*DOCUMENT EXCERPT*.
####

Conscientious objector? I didn’t even know what that was, but the word conscience immediately gripped me. It maneuvered between the seams of my empty flak vest, veering threateningly close to my heart. After months of subsisting on fear and constantly being fed an us-versus-them, “shoot first, ask questions later” mind-set, my head and heart were a minefield. I was a soldier in a war zone, but I still didn’t know whether I could kill someone if I had to. I was hiding behind the medic bag I carried and the job that came with it—defending life, limb, or eyesight without exception: American, Iraqi, civilian or enemy. Wearing self protective blinders, I zeroed in on keeping people alive long enough to get them transported and cared for. I accepted the possibility of having to watch people die, but I hadn’t yet decided if I could pull the trigger to take a life.

Oblivious to my battling conscience, the soldier next to me carried on his one-sided conversation. “Me too,” he continued as if I had answered. Refusing to meet his gaze, I kept my eyes on the floor, staying in my protect-and-defend mode, which I had practiced so well as the lone female soldier: Don’t look up. Be small, invisible, less female, less me. Avoid being noticed. And try to make it through another day without being pinned against a wall or targeted for being followed to the latrine at night.

That didn’t deter him from continuing to talk. “I’m not an official conscientious objector,” he clarified in a cheerful voice. “But I love Jesus, and there’s no way I would take away another person’s chance at knowing God by taking their life.” 

His words sounded like an official pronouncement, cutting through the silence of the deserted clinic waiting area. “I’m a truck driver, and it’s dangerous out there every day.  I love my wife and two kids back home. But I refuse to load bullets in my weapon,” he declared. “I’d rather go to heaven myself than take that opportunity away from another person.”

I was stunned. His words were like a neon sign illuminating a truth that had been chasing me since landing in this war: What am I willing to give my life for? What am I willing to take a life for? My unflinching answer to both those questions had always been my country. I had always been satisfied by this answer until the first night of the convoy. My certainty trembled under the weight of this soldier’s commitment to a costly, self-sacrificing love. God’s quiet insistence that he loves my enemy too, pushed back on my beliefs that night.

####

*DATASET EXCERPTS*.
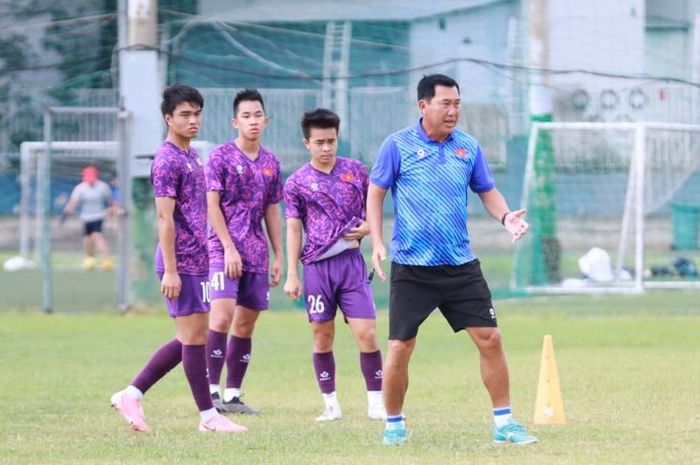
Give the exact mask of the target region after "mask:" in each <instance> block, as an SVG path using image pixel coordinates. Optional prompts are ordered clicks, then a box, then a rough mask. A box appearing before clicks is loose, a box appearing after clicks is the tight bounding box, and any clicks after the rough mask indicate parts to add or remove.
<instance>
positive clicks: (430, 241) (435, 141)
mask: <svg viewBox="0 0 700 465" xmlns="http://www.w3.org/2000/svg"><path fill="white" fill-rule="evenodd" d="M370 182H372V183H373V184H375V185H377V186H379V187H381V188H382V189H386V190H388V189H391V195H392V197H393V199H394V232H393V235H392V239H391V251H392V257H391V261H392V262H394V263H400V264H403V265H420V266H437V265H463V264H465V263H467V262H470V261H472V260H474V259H475V258H476V256H475V255H474V254H473V253H472V251H471V248H470V246H469V233H468V232H467V188H470V189H471V190H472V191H473V192H476V193H480V192H486V191H489V190H491V189H493V188H494V187H495V184H494V181H493V176H492V175H491V172H490V170H489V167H488V164H487V163H486V160H485V158H484V156H483V155H482V154H481V148H480V147H479V143H478V142H477V141H476V139H474V138H473V137H472V136H470V135H469V134H467V133H465V132H462V131H460V130H454V131H453V132H452V134H450V136H449V137H448V138H447V139H445V141H443V142H442V143H440V142H438V141H436V140H433V139H431V138H429V137H428V136H427V134H426V133H425V131H424V130H423V127H422V126H421V121H418V123H417V124H415V125H413V126H409V127H407V128H406V129H403V130H401V131H399V132H396V133H394V134H392V135H390V136H389V137H387V138H386V140H385V141H384V143H383V144H382V146H381V148H380V149H379V154H378V156H377V160H376V162H375V164H374V167H373V168H372V172H371V174H370Z"/></svg>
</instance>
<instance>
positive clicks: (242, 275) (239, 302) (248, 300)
mask: <svg viewBox="0 0 700 465" xmlns="http://www.w3.org/2000/svg"><path fill="white" fill-rule="evenodd" d="M209 289H211V300H216V299H234V300H235V301H236V304H237V305H241V306H243V307H247V308H250V309H251V310H267V309H268V308H269V306H270V282H269V281H268V278H267V275H266V274H265V273H251V272H249V271H244V272H243V275H242V276H241V277H240V279H229V278H227V277H226V275H225V274H224V264H223V263H210V264H209Z"/></svg>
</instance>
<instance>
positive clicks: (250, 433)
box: [0, 293, 700, 465]
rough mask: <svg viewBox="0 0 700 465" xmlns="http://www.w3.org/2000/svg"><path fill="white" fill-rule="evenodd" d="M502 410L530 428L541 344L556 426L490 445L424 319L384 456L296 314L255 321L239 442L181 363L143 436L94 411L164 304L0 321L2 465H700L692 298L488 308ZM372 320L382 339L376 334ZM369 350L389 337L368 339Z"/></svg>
mask: <svg viewBox="0 0 700 465" xmlns="http://www.w3.org/2000/svg"><path fill="white" fill-rule="evenodd" d="M497 309H498V311H499V316H500V324H501V326H502V330H503V333H504V338H505V344H506V350H507V353H508V359H509V364H510V368H511V378H512V403H513V406H514V409H515V412H516V416H517V417H518V418H519V419H520V420H521V421H523V422H525V423H526V424H529V423H530V422H531V419H532V413H533V412H532V410H533V406H534V399H535V391H536V384H537V375H538V365H539V357H540V348H541V343H542V336H543V335H544V334H552V336H553V338H554V344H555V350H556V357H557V362H558V366H559V374H560V378H561V383H562V392H563V397H564V406H565V410H566V414H567V420H568V423H567V424H566V425H563V426H531V430H532V431H533V432H534V433H535V434H536V435H537V436H538V437H539V438H540V443H539V444H537V445H534V446H531V447H525V448H518V447H496V446H492V445H491V444H490V435H489V432H490V421H491V420H490V409H489V405H488V400H487V395H486V392H485V390H484V389H483V387H482V385H481V381H480V378H479V376H478V360H477V355H476V351H475V349H474V348H473V347H472V345H471V342H469V341H468V338H467V337H466V336H465V335H464V334H459V335H453V334H452V333H451V332H450V331H449V329H448V327H447V325H446V324H445V323H444V321H443V320H442V319H441V317H440V316H439V315H438V314H436V315H433V316H432V317H431V318H430V319H429V320H428V321H427V323H426V324H425V325H424V326H423V328H422V329H421V334H420V336H419V343H418V347H417V349H416V353H415V355H414V358H413V361H412V365H411V377H412V378H411V387H410V389H409V393H408V396H407V402H406V414H407V416H408V419H407V422H408V426H409V428H411V429H412V430H413V435H412V437H411V440H410V442H409V443H408V444H406V445H405V446H402V447H398V448H387V447H384V446H381V445H380V434H381V430H382V424H381V423H380V422H371V421H370V420H367V419H366V418H365V417H364V414H365V395H364V392H363V383H362V381H361V375H360V371H359V363H358V356H357V352H356V350H355V348H354V345H353V342H352V341H351V338H350V336H349V334H348V331H347V330H346V328H344V327H342V326H343V325H341V324H340V323H339V326H340V327H339V333H338V337H337V340H336V360H337V363H338V392H339V396H340V400H341V403H342V405H343V409H344V418H343V419H342V420H341V421H339V422H335V423H332V424H317V423H316V422H314V418H315V416H316V415H318V414H319V413H320V411H321V409H322V402H321V399H320V396H319V395H318V392H317V387H316V385H315V381H314V377H313V374H312V368H311V363H310V349H309V348H310V334H309V331H308V327H307V323H306V321H305V318H304V315H303V313H301V312H292V311H287V312H273V313H269V314H266V315H264V317H263V318H262V319H261V320H260V323H259V326H258V329H257V333H256V339H255V344H254V356H253V361H252V363H251V366H250V369H249V372H248V373H249V374H248V376H247V378H246V383H245V386H244V388H245V391H246V392H247V397H246V400H247V401H248V402H249V403H250V404H251V405H253V406H256V407H260V408H262V409H263V411H264V413H263V415H261V416H259V417H238V418H239V421H240V422H241V423H243V424H245V425H247V426H248V427H249V428H250V431H249V432H248V433H246V434H245V435H242V436H235V437H233V436H225V435H215V434H202V433H199V432H198V431H197V430H196V427H197V421H198V420H197V413H196V411H195V408H194V404H193V401H192V400H191V398H190V395H189V390H188V387H187V384H186V382H185V379H184V376H183V374H182V370H181V368H177V369H176V370H174V371H173V373H171V374H170V375H169V376H168V377H166V378H165V379H164V380H163V381H162V382H161V383H160V384H158V385H156V386H155V387H154V388H153V389H152V390H151V391H150V392H149V393H148V394H147V397H146V400H145V403H144V406H145V409H146V415H147V419H148V421H149V424H150V426H151V427H152V429H153V432H152V433H149V434H136V433H133V432H132V431H130V430H129V429H128V427H127V426H126V424H125V423H124V422H123V420H122V419H121V418H120V417H119V416H118V415H117V414H116V413H114V412H113V411H112V410H111V409H110V408H108V399H109V395H110V394H111V393H112V392H114V391H115V390H117V389H120V388H122V387H123V386H124V385H125V384H126V383H128V382H129V381H130V379H131V377H132V376H133V375H134V374H135V373H136V371H137V370H138V369H139V368H140V367H141V366H142V364H143V363H144V362H145V360H146V359H147V357H148V356H149V355H150V354H151V352H152V351H153V349H155V347H156V346H157V345H159V344H160V343H161V342H163V341H164V340H165V339H167V338H169V337H171V335H172V323H171V322H169V321H168V319H167V317H165V316H164V315H163V314H162V312H161V311H160V310H155V309H154V310H153V311H151V312H147V313H139V314H134V313H132V314H128V315H126V316H118V315H115V314H113V313H106V312H105V313H81V314H54V315H43V314H41V313H38V312H36V311H0V351H1V352H2V354H3V355H2V357H1V358H0V393H1V395H0V412H1V416H0V418H1V419H0V463H3V464H76V463H80V464H97V463H100V464H121V463H138V464H172V463H179V464H190V463H192V464H210V463H211V464H217V463H227V464H228V463H237V464H304V465H310V464H331V465H332V464H358V465H359V464H363V465H366V464H368V463H387V464H389V463H397V464H447V463H484V464H504V463H506V464H507V463H512V464H524V465H527V464H538V465H540V464H581V465H583V464H630V463H634V464H666V463H681V464H693V463H700V441H699V440H698V438H700V415H698V413H697V410H698V406H699V405H700V391H699V390H698V386H699V385H700V337H699V335H700V294H697V293H650V294H647V295H645V296H636V297H597V298H596V297H576V298H569V297H560V298H556V299H536V298H533V299H525V300H520V301H516V300H512V301H500V302H497ZM386 325H387V321H386V314H385V312H383V311H382V312H381V316H380V319H379V333H380V335H381V339H382V341H383V340H384V335H385V334H386ZM382 346H383V347H384V346H385V344H384V342H382Z"/></svg>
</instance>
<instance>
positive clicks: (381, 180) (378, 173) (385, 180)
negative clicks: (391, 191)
mask: <svg viewBox="0 0 700 465" xmlns="http://www.w3.org/2000/svg"><path fill="white" fill-rule="evenodd" d="M400 168H401V157H400V154H399V149H398V147H397V146H396V142H394V140H393V139H392V138H391V137H388V138H386V139H385V140H384V143H383V144H382V146H381V147H380V148H379V153H378V154H377V159H376V160H375V162H374V166H373V167H372V172H371V173H370V176H369V180H370V181H371V182H372V184H375V185H377V186H379V187H381V188H382V189H389V188H390V187H391V186H392V185H393V184H394V182H396V178H397V177H398V176H399V169H400Z"/></svg>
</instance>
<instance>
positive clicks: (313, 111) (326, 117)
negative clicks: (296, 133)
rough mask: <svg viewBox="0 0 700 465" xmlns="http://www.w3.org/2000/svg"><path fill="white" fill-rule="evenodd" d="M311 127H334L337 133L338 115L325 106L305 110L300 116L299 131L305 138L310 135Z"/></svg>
mask: <svg viewBox="0 0 700 465" xmlns="http://www.w3.org/2000/svg"><path fill="white" fill-rule="evenodd" d="M311 128H320V129H328V128H335V132H336V133H338V132H339V131H340V117H339V116H338V115H336V114H335V113H333V112H332V111H330V110H326V109H325V108H317V109H315V110H311V111H307V112H306V113H304V116H302V118H301V131H302V132H303V133H304V138H305V139H308V138H309V136H310V135H311Z"/></svg>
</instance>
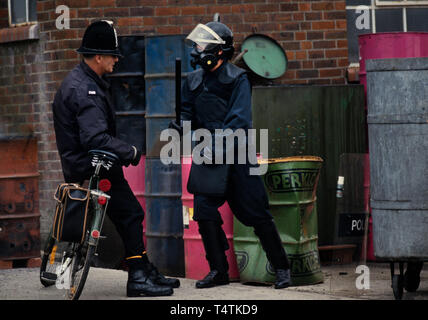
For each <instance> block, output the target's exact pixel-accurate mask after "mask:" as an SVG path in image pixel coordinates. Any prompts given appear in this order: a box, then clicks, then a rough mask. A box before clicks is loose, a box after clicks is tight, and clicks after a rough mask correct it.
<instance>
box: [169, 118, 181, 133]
mask: <svg viewBox="0 0 428 320" xmlns="http://www.w3.org/2000/svg"><path fill="white" fill-rule="evenodd" d="M168 128H170V129H175V130H177V131H178V133H179V134H180V136H182V135H183V127H182V126H181V125H179V124H178V123H177V121H175V120H172V121H171V122H170V123H169V125H168Z"/></svg>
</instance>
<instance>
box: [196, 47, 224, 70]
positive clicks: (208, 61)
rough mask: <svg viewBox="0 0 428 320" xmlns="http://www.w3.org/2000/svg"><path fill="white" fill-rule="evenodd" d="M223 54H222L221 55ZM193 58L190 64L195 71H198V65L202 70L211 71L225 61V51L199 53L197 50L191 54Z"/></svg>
mask: <svg viewBox="0 0 428 320" xmlns="http://www.w3.org/2000/svg"><path fill="white" fill-rule="evenodd" d="M220 52H221V53H220ZM191 56H192V57H193V59H192V61H191V62H190V64H191V66H192V68H193V69H196V65H198V64H199V65H200V66H201V67H202V69H204V70H206V71H211V70H212V69H214V68H216V67H217V66H218V62H219V61H220V60H224V59H223V51H222V50H221V49H220V50H216V51H215V52H202V53H197V52H196V50H193V51H192V53H191Z"/></svg>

####

*EXERCISE 1*.
In the war memoir excerpt, what does the truck driver say he refuses to load into his weapon?
*EXERCISE 2*.
Write out the war memoir excerpt from "I was stunned." up to and including "beliefs that night.".
*EXERCISE 3*.
Pick up the war memoir excerpt after its last sentence and continue it.

*ANSWER BOX 1*.
He refuses to load bullets into his weapon.

*ANSWER BOX 2*.
I was stunned. His words were like a neon sign illuminating a truth that had been chasing me since landing in this war: What am I willing to give my life for? What am I willing to take a life for? My unflinching answer to both those questions had always been my country. I had always been satisfied by this answer until the first night of the convoy. My certainty trembled under the weight of this soldier’s commitment to a costly, self-sacrificing love. God’s quiet insistence that he loves my enemy too, pushed back on my beliefs that night.

*ANSWER BOX 3*.
The soldier beside me was the first person I’d met who thought this way. I caught a glimmer of a love so big that death couldn’t scare him into doing anything other than loving the other person. His faith made him free in a way I wasn’t. He was free to live as if heaven was real and this earth was not his home, and he could live out that faith in the most costly way imaginable—as if he had something extravagant to give, instead of something priceless to protect.

In the middle of the darkest desert night in the tent clinic, I felt a hovering elation. The truest and most beautiful love I could imagine was sitting right next to me, smiling to himself. His cross-shaped love started to unmake the fear that had been suffocating my soul on the battlefield. The tension that had been building ever since the night God told me not to run over an Iraqi child to protect my convoy finally broke apart.

I understood that I could follow God’s command to love my enemy and serve the country I love. But what had felt like holding in tension two competing allegiances—my allegiance to my country and my allegiance to God—was actually an unequal match. One allegiance trumped the other. I understood that my faith does not require me to kill as proof of my loyalty. It requires me to give myself away, to love my enemies instead of harming them. I understood that I couldn’t be whole if I took the life of another. But if I gave my life in sacrificial love for someone else, then I wouldn’t really lose. I understood that no matter what flag we are born under or what uniform we wear, we are all in the same family, the human family—planted in the same soil, roots intertwined. I understood that I no longer had to choose between my own life and someone else’s. I could choose both. Because there is absolutely  something more precious to lose than your own life. I understood that my faith is a call to come fully alive, not just dodge death.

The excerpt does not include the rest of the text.